What the exercise asks: In this exercise, return only the lines that run from the line with "Where can the dark" to the end of the entries below, both included. Pictures are not copied.

[Image location labeling entries]
++++
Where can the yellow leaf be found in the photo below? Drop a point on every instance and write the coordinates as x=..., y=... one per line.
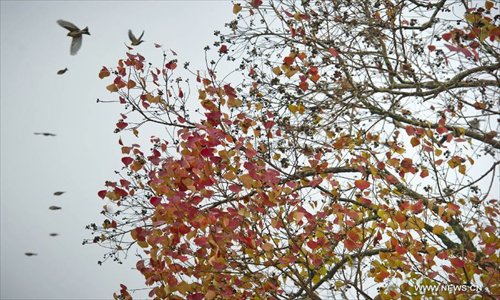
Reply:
x=277, y=71
x=438, y=229
x=131, y=84
x=267, y=247
x=202, y=95
x=230, y=175
x=293, y=108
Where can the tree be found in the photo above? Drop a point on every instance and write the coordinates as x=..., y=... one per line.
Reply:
x=352, y=157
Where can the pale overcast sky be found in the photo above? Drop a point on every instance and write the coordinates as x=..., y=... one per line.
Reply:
x=85, y=151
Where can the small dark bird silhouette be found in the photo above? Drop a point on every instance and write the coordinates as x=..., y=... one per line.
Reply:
x=135, y=41
x=62, y=71
x=75, y=33
x=44, y=133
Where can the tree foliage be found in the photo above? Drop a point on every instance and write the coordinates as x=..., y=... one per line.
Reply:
x=350, y=155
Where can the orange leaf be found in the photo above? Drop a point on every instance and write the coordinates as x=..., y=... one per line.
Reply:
x=131, y=84
x=112, y=88
x=362, y=184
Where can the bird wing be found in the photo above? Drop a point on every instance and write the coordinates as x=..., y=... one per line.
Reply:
x=76, y=43
x=131, y=36
x=68, y=25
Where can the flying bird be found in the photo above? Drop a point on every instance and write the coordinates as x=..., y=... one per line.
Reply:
x=75, y=33
x=62, y=71
x=135, y=41
x=44, y=133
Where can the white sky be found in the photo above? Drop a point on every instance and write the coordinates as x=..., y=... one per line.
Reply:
x=85, y=151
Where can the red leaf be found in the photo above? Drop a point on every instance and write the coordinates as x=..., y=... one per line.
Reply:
x=410, y=130
x=362, y=184
x=127, y=160
x=102, y=194
x=312, y=244
x=288, y=60
x=104, y=73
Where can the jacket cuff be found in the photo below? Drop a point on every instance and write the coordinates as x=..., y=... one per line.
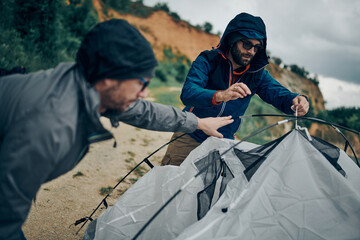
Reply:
x=191, y=123
x=213, y=99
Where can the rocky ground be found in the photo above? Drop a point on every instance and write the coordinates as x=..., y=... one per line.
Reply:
x=74, y=195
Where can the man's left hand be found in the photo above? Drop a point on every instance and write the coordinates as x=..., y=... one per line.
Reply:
x=301, y=104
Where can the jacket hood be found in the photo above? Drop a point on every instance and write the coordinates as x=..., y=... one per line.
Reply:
x=115, y=49
x=250, y=27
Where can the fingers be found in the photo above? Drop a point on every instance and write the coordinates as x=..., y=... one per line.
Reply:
x=301, y=104
x=238, y=90
x=242, y=89
x=216, y=134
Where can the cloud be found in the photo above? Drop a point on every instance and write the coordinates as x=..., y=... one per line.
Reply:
x=320, y=35
x=338, y=93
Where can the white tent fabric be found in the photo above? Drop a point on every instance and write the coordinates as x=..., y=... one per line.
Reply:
x=295, y=194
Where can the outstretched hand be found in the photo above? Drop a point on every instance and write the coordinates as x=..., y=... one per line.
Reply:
x=210, y=125
x=235, y=91
x=301, y=104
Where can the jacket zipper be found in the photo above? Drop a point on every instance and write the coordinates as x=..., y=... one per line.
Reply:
x=93, y=139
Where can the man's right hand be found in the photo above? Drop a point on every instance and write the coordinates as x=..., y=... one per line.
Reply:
x=235, y=91
x=210, y=125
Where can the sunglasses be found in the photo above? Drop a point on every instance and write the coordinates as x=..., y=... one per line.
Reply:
x=145, y=83
x=248, y=45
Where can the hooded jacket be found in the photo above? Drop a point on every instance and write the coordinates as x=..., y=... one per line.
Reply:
x=212, y=71
x=48, y=119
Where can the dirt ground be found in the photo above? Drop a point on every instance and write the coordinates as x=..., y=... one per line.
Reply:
x=61, y=202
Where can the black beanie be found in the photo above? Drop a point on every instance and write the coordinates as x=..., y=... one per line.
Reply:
x=115, y=49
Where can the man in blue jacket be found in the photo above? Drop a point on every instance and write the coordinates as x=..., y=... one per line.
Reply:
x=222, y=81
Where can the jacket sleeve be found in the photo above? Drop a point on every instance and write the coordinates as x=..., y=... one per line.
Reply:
x=194, y=92
x=28, y=153
x=155, y=116
x=272, y=92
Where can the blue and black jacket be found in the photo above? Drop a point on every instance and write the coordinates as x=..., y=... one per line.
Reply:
x=212, y=71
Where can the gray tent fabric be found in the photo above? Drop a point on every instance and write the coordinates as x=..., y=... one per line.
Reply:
x=296, y=193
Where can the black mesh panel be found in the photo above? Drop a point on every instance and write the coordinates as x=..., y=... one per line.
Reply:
x=253, y=159
x=214, y=168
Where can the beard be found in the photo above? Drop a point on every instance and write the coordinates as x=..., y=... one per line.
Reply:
x=239, y=57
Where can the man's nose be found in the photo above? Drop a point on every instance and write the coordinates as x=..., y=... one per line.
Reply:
x=143, y=93
x=252, y=50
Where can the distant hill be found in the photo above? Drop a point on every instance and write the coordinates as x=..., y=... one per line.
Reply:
x=162, y=31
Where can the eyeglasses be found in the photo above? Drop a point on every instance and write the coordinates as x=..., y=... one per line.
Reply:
x=145, y=83
x=248, y=45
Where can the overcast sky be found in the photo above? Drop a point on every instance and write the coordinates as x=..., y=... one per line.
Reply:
x=322, y=36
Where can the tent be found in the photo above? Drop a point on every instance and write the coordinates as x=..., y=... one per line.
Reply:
x=295, y=187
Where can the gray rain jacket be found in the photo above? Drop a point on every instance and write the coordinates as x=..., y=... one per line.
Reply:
x=48, y=119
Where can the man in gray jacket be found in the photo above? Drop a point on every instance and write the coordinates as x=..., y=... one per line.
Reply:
x=49, y=118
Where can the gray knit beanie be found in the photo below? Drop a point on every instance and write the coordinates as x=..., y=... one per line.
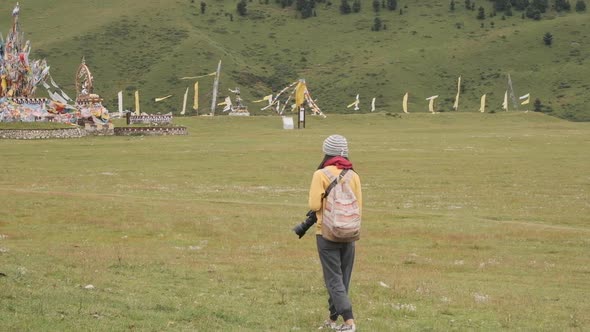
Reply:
x=336, y=145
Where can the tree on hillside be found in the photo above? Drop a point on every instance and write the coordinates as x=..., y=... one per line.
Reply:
x=541, y=5
x=481, y=14
x=520, y=4
x=562, y=5
x=532, y=12
x=537, y=106
x=356, y=6
x=307, y=8
x=548, y=39
x=392, y=4
x=242, y=7
x=500, y=5
x=508, y=10
x=345, y=7
x=377, y=24
x=376, y=6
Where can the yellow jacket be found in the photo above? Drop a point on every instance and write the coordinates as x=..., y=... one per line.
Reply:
x=320, y=182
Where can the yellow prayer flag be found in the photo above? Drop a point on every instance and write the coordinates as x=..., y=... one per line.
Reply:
x=482, y=105
x=196, y=99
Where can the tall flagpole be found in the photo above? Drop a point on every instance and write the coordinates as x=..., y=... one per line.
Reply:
x=215, y=86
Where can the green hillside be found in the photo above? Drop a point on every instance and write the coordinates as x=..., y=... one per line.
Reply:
x=149, y=45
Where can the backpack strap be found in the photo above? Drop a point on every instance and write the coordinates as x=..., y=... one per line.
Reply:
x=334, y=181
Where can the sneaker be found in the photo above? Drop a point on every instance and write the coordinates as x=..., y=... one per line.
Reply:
x=346, y=327
x=328, y=324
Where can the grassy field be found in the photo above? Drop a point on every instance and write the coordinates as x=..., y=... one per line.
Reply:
x=471, y=222
x=149, y=45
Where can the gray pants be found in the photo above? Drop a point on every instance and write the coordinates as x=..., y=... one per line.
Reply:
x=337, y=261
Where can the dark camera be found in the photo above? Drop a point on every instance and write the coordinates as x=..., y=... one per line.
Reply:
x=306, y=224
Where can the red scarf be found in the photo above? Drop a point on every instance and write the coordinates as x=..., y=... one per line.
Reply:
x=339, y=162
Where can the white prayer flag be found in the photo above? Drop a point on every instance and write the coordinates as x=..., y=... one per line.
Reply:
x=456, y=104
x=65, y=95
x=184, y=102
x=431, y=103
x=405, y=103
x=355, y=104
x=120, y=98
x=137, y=111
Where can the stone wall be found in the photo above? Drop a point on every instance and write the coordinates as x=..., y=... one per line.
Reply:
x=42, y=133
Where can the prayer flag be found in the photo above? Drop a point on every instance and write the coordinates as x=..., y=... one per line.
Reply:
x=184, y=102
x=456, y=104
x=137, y=111
x=196, y=98
x=405, y=103
x=482, y=105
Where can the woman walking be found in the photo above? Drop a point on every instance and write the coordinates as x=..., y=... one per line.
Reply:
x=337, y=258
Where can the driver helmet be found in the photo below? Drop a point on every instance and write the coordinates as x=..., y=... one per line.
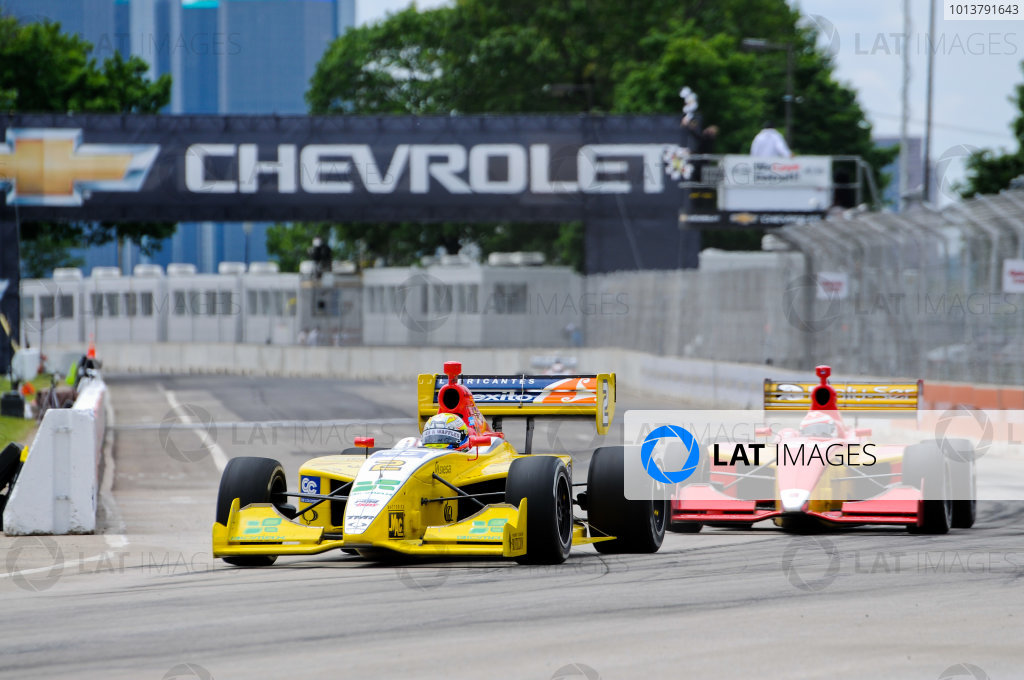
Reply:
x=818, y=425
x=445, y=430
++++
Completed exercise:
Where can the dark camera be found in the photo above? Drop a point on every instance and write the coordinates as x=..., y=... one per line.
Reply:
x=306, y=224
Where can the red scarf be found in the photo above? Drop a point on every instance and write the coordinates as x=..., y=... one per line.
Reply:
x=339, y=162
Where can the white prayer flag be found in the photo above? Drop a point on every instance and write the coordinates as x=..., y=... one per line.
Reply:
x=456, y=104
x=65, y=95
x=184, y=102
x=431, y=103
x=405, y=103
x=355, y=104
x=120, y=98
x=137, y=111
Where can the stone wall be found in the photo above? Drop a point on every instance and write the coordinates as x=..., y=... one per line.
Reply:
x=42, y=133
Where can the prayer flag be found in the photo above? Drop a point on every instance and write the coordinates as x=..., y=... one per line.
Reply:
x=184, y=102
x=456, y=104
x=137, y=111
x=196, y=98
x=405, y=103
x=482, y=105
Where can the woman walking be found in the photo above? Drop a point on every instance and write the coordinates as x=..., y=... one per line.
Reply:
x=337, y=258
Where can the driver helmet be found in the photo below? Drop a point on every instance and write the coordinates as x=..., y=... one per line.
Reply:
x=818, y=425
x=445, y=430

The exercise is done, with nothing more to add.